** Problèmes à résoudre **
- 1) Pour chaque affirmation ci-dessous, dites par oui ou non si elle s'accorde avec le document source, et citez mot pour mot le passage qui permet de trancher.
(a) Mickey Rourke a été élève de l'Actors Studio.
(b) Caroline Kava a fait ses débuts dans « Angel Heart ».
(c) Les copains partent d'un bled de l'Ohio.
- 2) Répondez brièvement à ces questions à l'aide du document source.
(a) Pour quel pays partent les copains ?
(b) Qui a réalisé « Barfly » ?
(c) En quelle année est sorti « La porte du paradis » ?

** Document source **
..........

Pour « Le voyage », une nouvelle fois Cimino sort des sentiers battus. Le point de vue adopté est celui du départ de copains d’un bled de Pennsylvanie, la fleur au fusil, pour le Vietnam, et surtout, leur retour et l’état dans lequel ils reviennent. Entre les deux, cette saloperie de guerre du Vietnam, moulinette au travers de laquelle ils sont passés.
Reprenons, voulez-vous la suite de la fiche
Qui fait quoi ?
Pardon pour les très bons acteurs du casting mais peu connus des spectateurs européens. On retiendra :
Mickey Rourke
C’est son premier grand premier rôle. Il va vite devenir le nouveau Marlon Brando/James Dean d’Hollywood tant il impressionne par son charisme et une sensibilité à fleur de peau. Il faut dire que, comme eux, il a été élève de l’« Actors Studio » Ses fans se souviendront de lui dans « Angel Heart » 1987 d’Alan Parker ou « Barfly » 1987 de Barbet Schroeder ou encore « 9 semaines ½ » 1986 d’Adrian Lyne avec Kim Bassinger. Par la suite, il eut une carrière cabossée comme sa gueule de boxeur, broyé, comme tant d’autre par le système hollywoodien.
Caroline Kava
Pour la fabuleuse scène « d’après l’orage ». Elle fit ses débuts dans « La porte du paradis » 1980 de Michael Cimino. Et les amateurs de série américaine ont pu la reconnaître ça ou là.

..........

** Données sources **
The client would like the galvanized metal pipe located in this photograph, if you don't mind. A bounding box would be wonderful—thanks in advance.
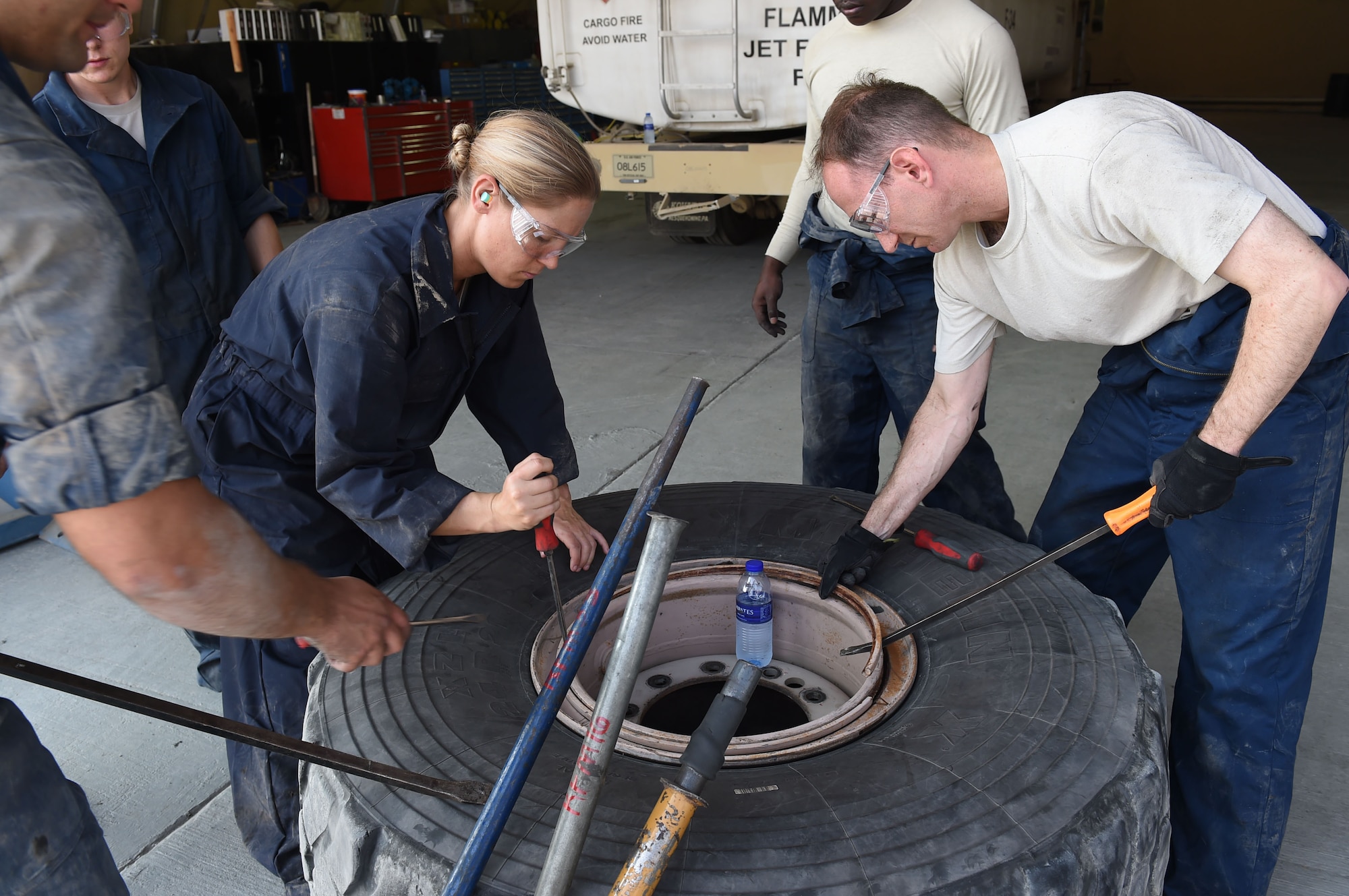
[441,376,707,896]
[534,513,688,896]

..........

** Réponses données **
- 1)
(a) Oui : “il a été élève de l’« Actors Studio »”
(b) Non : “Elle fit ses débuts dans « La porte du paradis » 1980 de Michael Cimino.”
(c) Non : “d’un bled de Pennsylvanie”

- 2)
(a) Le Vietnam.
(b) Barbet Schroeder.
(c) 1980.